→ Written task: Retype the records below exactly as they appear.

— Start Records for the exercise —

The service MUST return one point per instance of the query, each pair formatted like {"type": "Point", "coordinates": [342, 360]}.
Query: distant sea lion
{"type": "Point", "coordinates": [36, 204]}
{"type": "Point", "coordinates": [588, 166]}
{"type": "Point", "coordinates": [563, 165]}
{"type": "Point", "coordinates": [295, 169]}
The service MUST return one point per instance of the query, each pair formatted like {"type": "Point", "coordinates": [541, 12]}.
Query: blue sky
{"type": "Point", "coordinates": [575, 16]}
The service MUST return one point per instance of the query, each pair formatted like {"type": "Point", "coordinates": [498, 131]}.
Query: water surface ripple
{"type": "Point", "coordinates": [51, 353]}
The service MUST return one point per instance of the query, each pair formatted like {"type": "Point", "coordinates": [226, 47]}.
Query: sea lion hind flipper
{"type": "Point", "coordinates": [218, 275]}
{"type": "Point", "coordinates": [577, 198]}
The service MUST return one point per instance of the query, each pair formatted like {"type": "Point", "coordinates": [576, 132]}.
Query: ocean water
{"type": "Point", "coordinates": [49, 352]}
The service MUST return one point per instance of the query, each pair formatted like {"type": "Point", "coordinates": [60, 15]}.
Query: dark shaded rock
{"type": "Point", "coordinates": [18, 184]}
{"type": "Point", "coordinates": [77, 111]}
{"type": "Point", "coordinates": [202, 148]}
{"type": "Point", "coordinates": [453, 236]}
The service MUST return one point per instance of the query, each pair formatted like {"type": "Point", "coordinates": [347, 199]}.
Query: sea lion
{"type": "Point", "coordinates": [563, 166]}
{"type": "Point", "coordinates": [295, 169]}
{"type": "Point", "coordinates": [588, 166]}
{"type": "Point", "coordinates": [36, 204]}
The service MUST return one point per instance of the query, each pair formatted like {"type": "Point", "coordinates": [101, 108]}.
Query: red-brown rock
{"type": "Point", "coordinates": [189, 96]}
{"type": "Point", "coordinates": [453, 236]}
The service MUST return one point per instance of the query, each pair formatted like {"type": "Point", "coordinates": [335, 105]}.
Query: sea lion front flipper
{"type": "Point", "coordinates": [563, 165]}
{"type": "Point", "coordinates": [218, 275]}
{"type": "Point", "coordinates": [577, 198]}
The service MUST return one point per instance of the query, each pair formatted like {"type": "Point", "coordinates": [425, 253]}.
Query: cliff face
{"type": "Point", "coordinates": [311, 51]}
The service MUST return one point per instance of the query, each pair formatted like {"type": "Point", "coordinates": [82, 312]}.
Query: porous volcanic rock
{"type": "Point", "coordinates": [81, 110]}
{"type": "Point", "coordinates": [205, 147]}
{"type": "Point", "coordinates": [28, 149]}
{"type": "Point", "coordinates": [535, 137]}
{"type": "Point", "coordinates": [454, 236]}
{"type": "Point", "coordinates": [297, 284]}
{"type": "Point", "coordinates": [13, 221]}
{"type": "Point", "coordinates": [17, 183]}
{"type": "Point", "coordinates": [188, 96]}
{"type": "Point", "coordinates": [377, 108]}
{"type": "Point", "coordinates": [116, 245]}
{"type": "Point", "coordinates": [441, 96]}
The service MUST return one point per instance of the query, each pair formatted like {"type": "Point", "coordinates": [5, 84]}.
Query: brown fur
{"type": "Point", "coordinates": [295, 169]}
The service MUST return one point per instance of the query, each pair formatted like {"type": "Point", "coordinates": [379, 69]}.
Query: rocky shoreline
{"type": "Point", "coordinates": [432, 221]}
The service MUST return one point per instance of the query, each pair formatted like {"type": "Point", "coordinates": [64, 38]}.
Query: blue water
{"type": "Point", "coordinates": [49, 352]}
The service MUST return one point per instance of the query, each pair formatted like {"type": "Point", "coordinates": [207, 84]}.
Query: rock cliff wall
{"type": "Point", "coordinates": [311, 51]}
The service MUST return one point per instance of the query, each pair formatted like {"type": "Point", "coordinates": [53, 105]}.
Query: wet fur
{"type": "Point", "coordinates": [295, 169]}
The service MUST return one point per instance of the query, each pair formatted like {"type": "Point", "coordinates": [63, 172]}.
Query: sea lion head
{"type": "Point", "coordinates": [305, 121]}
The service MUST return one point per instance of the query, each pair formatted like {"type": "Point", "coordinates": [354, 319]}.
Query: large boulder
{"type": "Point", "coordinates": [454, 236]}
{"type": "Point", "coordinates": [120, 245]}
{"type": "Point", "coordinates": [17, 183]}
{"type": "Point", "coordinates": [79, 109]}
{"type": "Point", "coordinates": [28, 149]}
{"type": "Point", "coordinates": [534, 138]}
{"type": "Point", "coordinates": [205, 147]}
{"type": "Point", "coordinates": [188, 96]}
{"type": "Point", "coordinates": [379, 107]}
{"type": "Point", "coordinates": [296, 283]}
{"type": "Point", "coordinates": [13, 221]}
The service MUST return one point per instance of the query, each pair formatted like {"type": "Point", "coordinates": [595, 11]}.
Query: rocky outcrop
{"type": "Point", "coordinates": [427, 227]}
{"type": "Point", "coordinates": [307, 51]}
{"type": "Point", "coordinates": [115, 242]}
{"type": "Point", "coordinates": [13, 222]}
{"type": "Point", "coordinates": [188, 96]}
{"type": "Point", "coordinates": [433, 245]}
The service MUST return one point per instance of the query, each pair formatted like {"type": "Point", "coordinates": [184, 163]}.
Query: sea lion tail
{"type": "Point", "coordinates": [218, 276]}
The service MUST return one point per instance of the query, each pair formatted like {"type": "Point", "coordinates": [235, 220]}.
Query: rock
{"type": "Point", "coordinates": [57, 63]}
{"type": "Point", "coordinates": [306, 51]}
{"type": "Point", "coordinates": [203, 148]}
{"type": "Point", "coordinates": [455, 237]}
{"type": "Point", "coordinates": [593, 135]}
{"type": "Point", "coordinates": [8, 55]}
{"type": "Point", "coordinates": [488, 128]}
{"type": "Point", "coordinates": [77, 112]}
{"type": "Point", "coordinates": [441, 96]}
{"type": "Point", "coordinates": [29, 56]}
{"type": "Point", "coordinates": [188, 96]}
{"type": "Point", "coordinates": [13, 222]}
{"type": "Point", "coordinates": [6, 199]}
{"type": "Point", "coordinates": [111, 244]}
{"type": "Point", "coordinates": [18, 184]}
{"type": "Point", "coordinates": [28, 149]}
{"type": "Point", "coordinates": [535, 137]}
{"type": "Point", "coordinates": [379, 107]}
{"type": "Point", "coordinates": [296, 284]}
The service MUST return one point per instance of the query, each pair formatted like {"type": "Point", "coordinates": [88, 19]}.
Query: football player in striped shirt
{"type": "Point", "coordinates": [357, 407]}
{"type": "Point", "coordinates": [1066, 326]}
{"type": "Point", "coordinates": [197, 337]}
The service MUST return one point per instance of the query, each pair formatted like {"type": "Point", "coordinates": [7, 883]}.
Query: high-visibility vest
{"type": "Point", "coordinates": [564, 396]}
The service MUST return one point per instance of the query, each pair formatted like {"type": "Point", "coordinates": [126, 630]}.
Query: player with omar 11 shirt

— End Records for the exercise —

→ Full response:
The service MUST return one point per instance of the query, each pair formatted like {"type": "Point", "coordinates": [342, 360]}.
Query: distant sea lion
{"type": "Point", "coordinates": [36, 204]}
{"type": "Point", "coordinates": [588, 166]}
{"type": "Point", "coordinates": [563, 165]}
{"type": "Point", "coordinates": [295, 169]}
The service MUST return one point per instance of the query, each pair formatted like {"type": "Point", "coordinates": [541, 12]}.
Query: blue sky
{"type": "Point", "coordinates": [575, 16]}
The service MUST return one point per instance of the query, each pair formatted like {"type": "Point", "coordinates": [498, 131]}.
Query: water surface ripple
{"type": "Point", "coordinates": [51, 353]}
The service MUST return one point per instance of the query, each pair formatted like {"type": "Point", "coordinates": [226, 47]}.
Query: sea lion hind flipper
{"type": "Point", "coordinates": [218, 275]}
{"type": "Point", "coordinates": [577, 198]}
The service MUST return one point per instance of the query, each pair formatted like {"type": "Point", "coordinates": [576, 132]}.
Query: ocean water
{"type": "Point", "coordinates": [49, 352]}
The service MUST return one point per instance of the query, each pair formatted like {"type": "Point", "coordinates": [60, 15]}.
Query: dark shaded rock
{"type": "Point", "coordinates": [18, 184]}
{"type": "Point", "coordinates": [77, 111]}
{"type": "Point", "coordinates": [202, 148]}
{"type": "Point", "coordinates": [453, 236]}
The service MUST return one point per instance of the query, each pair formatted like {"type": "Point", "coordinates": [347, 199]}.
Query: sea lion
{"type": "Point", "coordinates": [563, 166]}
{"type": "Point", "coordinates": [295, 169]}
{"type": "Point", "coordinates": [588, 166]}
{"type": "Point", "coordinates": [36, 204]}
The service MUST return one point per instance of the query, each pair formatted like {"type": "Point", "coordinates": [101, 108]}.
Query: red-brown rock
{"type": "Point", "coordinates": [189, 96]}
{"type": "Point", "coordinates": [453, 236]}
The service MUST return one point per instance of the query, each pair formatted like {"type": "Point", "coordinates": [335, 105]}.
Query: sea lion front flipper
{"type": "Point", "coordinates": [563, 165]}
{"type": "Point", "coordinates": [218, 275]}
{"type": "Point", "coordinates": [577, 198]}
The service MUST return one point per instance of the query, each pair formatted like {"type": "Point", "coordinates": [425, 253]}.
Query: cliff face
{"type": "Point", "coordinates": [311, 51]}
The service MUST return one point per instance of the query, each pair formatted like {"type": "Point", "coordinates": [82, 312]}.
Query: porous volcanic rock
{"type": "Point", "coordinates": [81, 110]}
{"type": "Point", "coordinates": [205, 147]}
{"type": "Point", "coordinates": [28, 149]}
{"type": "Point", "coordinates": [535, 137]}
{"type": "Point", "coordinates": [454, 236]}
{"type": "Point", "coordinates": [297, 284]}
{"type": "Point", "coordinates": [13, 221]}
{"type": "Point", "coordinates": [17, 183]}
{"type": "Point", "coordinates": [188, 96]}
{"type": "Point", "coordinates": [377, 108]}
{"type": "Point", "coordinates": [116, 245]}
{"type": "Point", "coordinates": [441, 96]}
The service MUST return one point per instance of the query, each pair formatted like {"type": "Point", "coordinates": [5, 84]}.
Query: brown fur
{"type": "Point", "coordinates": [295, 169]}
The service MUST return one point per instance of the query, each pair formatted like {"type": "Point", "coordinates": [379, 69]}.
Query: rocky shoreline
{"type": "Point", "coordinates": [432, 221]}
The service MUST return one point per instance of the query, each pair formatted like {"type": "Point", "coordinates": [64, 38]}.
Query: blue water
{"type": "Point", "coordinates": [49, 352]}
The service MUST return one point per instance of the query, each pair formatted like {"type": "Point", "coordinates": [207, 84]}.
Query: rock cliff wall
{"type": "Point", "coordinates": [311, 51]}
The service MUST return one point per instance of the query, each pair formatted like {"type": "Point", "coordinates": [53, 105]}.
Query: wet fur
{"type": "Point", "coordinates": [295, 169]}
The service MUST return one point per instance of the query, each pair formatted like {"type": "Point", "coordinates": [63, 172]}.
Query: sea lion head
{"type": "Point", "coordinates": [305, 121]}
The service MUST return one point per instance of the query, each pair formatted like {"type": "Point", "coordinates": [354, 319]}.
Query: large boulder
{"type": "Point", "coordinates": [454, 236]}
{"type": "Point", "coordinates": [120, 245]}
{"type": "Point", "coordinates": [17, 183]}
{"type": "Point", "coordinates": [79, 109]}
{"type": "Point", "coordinates": [28, 149]}
{"type": "Point", "coordinates": [534, 138]}
{"type": "Point", "coordinates": [205, 147]}
{"type": "Point", "coordinates": [188, 96]}
{"type": "Point", "coordinates": [379, 107]}
{"type": "Point", "coordinates": [296, 283]}
{"type": "Point", "coordinates": [13, 221]}
The service MUST return one point per instance of the query, each pair formatted like {"type": "Point", "coordinates": [595, 11]}.
Query: rocky outcrop
{"type": "Point", "coordinates": [427, 227]}
{"type": "Point", "coordinates": [307, 51]}
{"type": "Point", "coordinates": [115, 242]}
{"type": "Point", "coordinates": [13, 222]}
{"type": "Point", "coordinates": [188, 96]}
{"type": "Point", "coordinates": [433, 245]}
The service MUST return one point per instance of the query, each pair formatted like {"type": "Point", "coordinates": [184, 163]}.
Query: sea lion tail
{"type": "Point", "coordinates": [218, 276]}
The service MUST return one point per instance of the query, each pair formatted like {"type": "Point", "coordinates": [235, 220]}.
Query: rock
{"type": "Point", "coordinates": [57, 63]}
{"type": "Point", "coordinates": [306, 51]}
{"type": "Point", "coordinates": [203, 148]}
{"type": "Point", "coordinates": [455, 237]}
{"type": "Point", "coordinates": [593, 135]}
{"type": "Point", "coordinates": [8, 55]}
{"type": "Point", "coordinates": [488, 128]}
{"type": "Point", "coordinates": [77, 112]}
{"type": "Point", "coordinates": [441, 96]}
{"type": "Point", "coordinates": [29, 56]}
{"type": "Point", "coordinates": [188, 96]}
{"type": "Point", "coordinates": [13, 222]}
{"type": "Point", "coordinates": [6, 199]}
{"type": "Point", "coordinates": [111, 244]}
{"type": "Point", "coordinates": [18, 184]}
{"type": "Point", "coordinates": [28, 149]}
{"type": "Point", "coordinates": [535, 137]}
{"type": "Point", "coordinates": [379, 107]}
{"type": "Point", "coordinates": [296, 284]}
The service MUST return one point per instance of the query, each pair formatted like {"type": "Point", "coordinates": [88, 19]}.
Query: football player in striped shirt
{"type": "Point", "coordinates": [357, 407]}
{"type": "Point", "coordinates": [1066, 326]}
{"type": "Point", "coordinates": [197, 337]}
The service MUST return one point per instance of the query, each pair formatted like {"type": "Point", "coordinates": [7, 883]}.
Query: high-visibility vest
{"type": "Point", "coordinates": [564, 396]}
The service MUST return one point per instance of the query, each pair formatted like {"type": "Point", "coordinates": [126, 630]}.
Query: player with omar 11 shirt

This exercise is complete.